__REQUIRED WORK__:
1) Answer these questions about the passage:
(a) Where did the writer go cruising in January?
(b) Where did the writer spend the birthday week hiking with HF?
(c) What does the writer say going out was for the two of them?
2) Write out the passage from "This year I" up to and including "in interesting houses.", copying every word and punctuation mark without change.

__DOCUMENT SEGMENT__:
###

This year I went cruising in Norway in January, hiking with Liz and Mel in France in February and I’ve just come back from my birthday week hiking with HF in Coniston. You were so kind to encourage me to do that and even though I no longer want to lead walks with them, they are a good way for me to go hiking with reasonably ok people and have nice food and stay in interesting houses.

It’s been pretty crap without you, it’s a whole new life and I’ve had to get used to being on my own a lot. A real lot. I still see my lovely friends and some I see more than I imagined and that’s been brilliant. I’m slowly building something that feels like a bit of a life. Getting out, lots of walking, going to the pictures, the theatre, art exhibitions, gigs. All that stuff we were going to do. I realised that we’d not really had a social life for a long time before you died, yes we did occasional things but going out was a big deal for us. So I’m not going to find staying home that difficult really.

###

__LISTED RECORDS__:
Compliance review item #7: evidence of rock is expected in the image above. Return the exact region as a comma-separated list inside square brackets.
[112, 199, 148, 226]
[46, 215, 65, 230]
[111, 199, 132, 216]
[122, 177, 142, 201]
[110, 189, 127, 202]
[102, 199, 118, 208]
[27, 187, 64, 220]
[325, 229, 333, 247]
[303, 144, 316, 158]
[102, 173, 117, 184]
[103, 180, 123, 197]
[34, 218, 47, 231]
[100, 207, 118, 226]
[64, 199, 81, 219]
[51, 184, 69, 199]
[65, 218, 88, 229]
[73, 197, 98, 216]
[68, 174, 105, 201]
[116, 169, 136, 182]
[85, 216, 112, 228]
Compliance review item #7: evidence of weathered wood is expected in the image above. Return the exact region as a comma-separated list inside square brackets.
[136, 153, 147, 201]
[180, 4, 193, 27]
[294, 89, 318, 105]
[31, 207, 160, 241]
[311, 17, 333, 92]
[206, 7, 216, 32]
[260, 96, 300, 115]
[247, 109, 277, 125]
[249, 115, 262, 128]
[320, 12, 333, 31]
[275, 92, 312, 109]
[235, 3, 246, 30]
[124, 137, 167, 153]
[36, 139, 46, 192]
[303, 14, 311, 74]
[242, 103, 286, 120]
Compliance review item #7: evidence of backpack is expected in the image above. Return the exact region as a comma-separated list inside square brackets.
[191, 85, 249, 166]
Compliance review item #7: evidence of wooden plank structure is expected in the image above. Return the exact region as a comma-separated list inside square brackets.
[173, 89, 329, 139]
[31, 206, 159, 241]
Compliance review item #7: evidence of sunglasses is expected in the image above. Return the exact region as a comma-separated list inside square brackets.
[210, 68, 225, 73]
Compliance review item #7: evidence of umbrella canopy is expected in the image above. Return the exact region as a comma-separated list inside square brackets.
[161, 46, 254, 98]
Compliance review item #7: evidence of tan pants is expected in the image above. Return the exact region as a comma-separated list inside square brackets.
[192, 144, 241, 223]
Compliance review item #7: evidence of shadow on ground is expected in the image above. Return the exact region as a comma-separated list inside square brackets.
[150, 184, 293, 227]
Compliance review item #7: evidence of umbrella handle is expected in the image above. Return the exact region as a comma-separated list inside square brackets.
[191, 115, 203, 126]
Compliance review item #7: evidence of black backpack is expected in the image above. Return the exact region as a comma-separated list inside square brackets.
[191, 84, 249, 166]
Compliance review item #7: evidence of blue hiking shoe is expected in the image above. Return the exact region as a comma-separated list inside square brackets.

###

__TASK SOLUTIONS__:
1)
(a) Norway
(b) Coniston
(c) A big deal

2)
This year I went cruising in Norway in January, hiking with Liz and Mel in France in February and I’ve just come back from my birthday week hiking with HF in Coniston. You were so kind to encourage me to do that and even though I no longer want to lead walks with them, they are a good way for me to go hiking with reasonably ok people and have nice food and stay in interesting houses.